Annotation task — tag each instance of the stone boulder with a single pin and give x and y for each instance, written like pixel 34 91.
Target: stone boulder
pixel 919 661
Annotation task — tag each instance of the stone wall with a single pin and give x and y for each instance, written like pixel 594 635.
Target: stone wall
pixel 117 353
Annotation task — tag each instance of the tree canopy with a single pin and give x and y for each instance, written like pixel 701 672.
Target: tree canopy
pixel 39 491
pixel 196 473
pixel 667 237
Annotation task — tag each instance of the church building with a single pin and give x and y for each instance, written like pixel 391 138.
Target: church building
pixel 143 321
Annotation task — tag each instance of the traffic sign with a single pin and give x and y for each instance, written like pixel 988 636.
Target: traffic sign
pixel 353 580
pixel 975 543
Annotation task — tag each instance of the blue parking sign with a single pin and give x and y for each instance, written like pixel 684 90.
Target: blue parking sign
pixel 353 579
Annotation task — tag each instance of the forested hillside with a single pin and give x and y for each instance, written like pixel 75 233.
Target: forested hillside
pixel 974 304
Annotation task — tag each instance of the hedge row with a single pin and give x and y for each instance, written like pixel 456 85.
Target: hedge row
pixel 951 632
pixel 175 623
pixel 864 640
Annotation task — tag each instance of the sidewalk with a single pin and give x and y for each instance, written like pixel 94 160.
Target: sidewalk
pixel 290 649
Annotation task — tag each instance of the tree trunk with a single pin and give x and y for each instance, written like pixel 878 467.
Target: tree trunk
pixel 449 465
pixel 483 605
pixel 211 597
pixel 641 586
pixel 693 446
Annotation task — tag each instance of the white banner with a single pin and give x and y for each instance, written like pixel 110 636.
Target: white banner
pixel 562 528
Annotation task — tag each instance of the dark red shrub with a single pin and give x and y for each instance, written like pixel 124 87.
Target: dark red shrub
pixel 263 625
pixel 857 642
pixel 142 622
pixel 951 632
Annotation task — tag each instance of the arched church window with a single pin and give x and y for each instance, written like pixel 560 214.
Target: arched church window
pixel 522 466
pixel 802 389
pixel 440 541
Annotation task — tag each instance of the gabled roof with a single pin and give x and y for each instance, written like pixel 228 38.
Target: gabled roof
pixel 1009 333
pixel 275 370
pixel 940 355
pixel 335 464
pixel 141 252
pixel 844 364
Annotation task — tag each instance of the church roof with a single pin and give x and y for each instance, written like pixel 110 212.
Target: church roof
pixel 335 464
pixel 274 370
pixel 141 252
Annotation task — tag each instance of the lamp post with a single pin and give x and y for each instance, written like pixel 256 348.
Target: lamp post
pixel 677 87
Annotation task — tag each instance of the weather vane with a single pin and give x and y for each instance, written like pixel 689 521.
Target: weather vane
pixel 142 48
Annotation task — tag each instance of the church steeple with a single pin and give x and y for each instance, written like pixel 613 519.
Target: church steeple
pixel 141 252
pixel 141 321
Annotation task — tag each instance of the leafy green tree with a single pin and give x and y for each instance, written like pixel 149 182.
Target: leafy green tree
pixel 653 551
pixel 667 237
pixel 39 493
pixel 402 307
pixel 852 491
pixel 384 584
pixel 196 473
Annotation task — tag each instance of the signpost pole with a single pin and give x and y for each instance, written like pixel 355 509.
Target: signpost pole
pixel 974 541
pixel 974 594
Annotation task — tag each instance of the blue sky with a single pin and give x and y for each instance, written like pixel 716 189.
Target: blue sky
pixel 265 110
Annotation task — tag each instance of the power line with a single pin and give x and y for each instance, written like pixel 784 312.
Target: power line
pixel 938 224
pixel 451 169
________________
Every entry must be retyped in full, exactly as given.

**Reply to the exercise**
Annotation task — tag each instance of the stone boulder with a single pin and give x and y for each instance, written like pixel 34 91.
Target: stone boulder
pixel 919 661
Annotation task — tag each instance of the stone wall with a single pin and give x and y for each instance, written like pixel 594 635.
Target: stone wall
pixel 117 353
Annotation task — tag each instance of the tree canopy with a single pin and give x and y for each instance, written like pixel 701 672.
Target: tree canopy
pixel 39 491
pixel 196 473
pixel 667 237
Annotation task — tag each instance of the church building with a single pin and give x and y for each instance, written like pixel 391 138.
Target: church building
pixel 143 321
Annotation task — tag each instance of the traffic sign with a single pin and give x and y for each instance, written like pixel 988 636.
Target: traffic sign
pixel 353 580
pixel 975 543
Annotation task — tag each instance of the blue parking sign with a single pin and give x and y for each instance, written like pixel 684 90.
Target: blue parking sign
pixel 353 579
Annotation task — tag each instance of the forested hillside with a single pin and give x and y for each instance, written like pixel 75 233.
Target: forested hillside
pixel 974 304
Annotation task — tag each instance of the hedge row with a single pin and give x and y for each instance, written like pixel 456 85.
Target: hedge row
pixel 951 632
pixel 175 623
pixel 864 640
Annotation task — tag each instance of the sidewalk with a single pin and give x and y for each instance, written like pixel 94 160.
Target: sidewalk
pixel 290 649
Annotation task — tag each instance of the tree trunk with a single pin and give x and y for each instance, written like pixel 878 467.
Target: tree trunk
pixel 449 465
pixel 483 605
pixel 211 597
pixel 641 586
pixel 693 446
Annotation task — tag each instance of the white banner with a single pin and give x and y for each instance, written like pixel 110 636.
Target: white banner
pixel 562 528
Annotation task — tag each instance of the dark red shrub with a single pin and give x and y for each instance, written like pixel 124 87.
Target: dark red shrub
pixel 263 625
pixel 857 642
pixel 142 622
pixel 951 632
Annotation task — tag each instance of the arched church window with a single pin and give x and y for each instance, written like pixel 560 214.
Target: arched church window
pixel 522 466
pixel 802 389
pixel 440 541
Annotation task — tag each instance of the gabled roof with a single pin and give x and y for each instance, written like pixel 228 38.
Target: gabled roof
pixel 1009 333
pixel 275 370
pixel 940 355
pixel 335 464
pixel 141 252
pixel 844 364
Annotation task — tag each instance of the church roof with a single pin and give x and y for each instance, written like pixel 110 212.
Target: church roof
pixel 335 464
pixel 274 370
pixel 141 252
Annotation task — tag each instance of the lamp post with a single pin and give x and y for each instance, written like pixel 256 348.
Target: lamp post
pixel 677 87
Annotation task — tag each instance of the weather vane with a single pin and give x and y for each instance, written like pixel 689 521.
Target: weather vane
pixel 142 48
Annotation task — tag each instance of the church steeple with a single pin and give x and y for each instance, written like pixel 613 519.
Target: church steeple
pixel 141 252
pixel 141 321
Annotation task — tag each instance of the leafy green tree with a single pin and give x and y for each instance, written like pixel 149 182.
Target: leafy green tree
pixel 653 551
pixel 667 237
pixel 39 493
pixel 402 307
pixel 852 491
pixel 384 584
pixel 196 473
Annotation task — tag each instance of the signpost pole with a single pin and give x and y for each instance, written like pixel 355 509.
Target: signpost pole
pixel 974 541
pixel 974 594
Annotation task — tag each instance of the blue sky with a single pin and give x and y for each instance, written like pixel 716 189.
Target: blue sky
pixel 265 110
Annotation task — tag each instance of the power line with a single pin and give x and y for each instance, written like pixel 784 312.
Target: power line
pixel 938 224
pixel 451 169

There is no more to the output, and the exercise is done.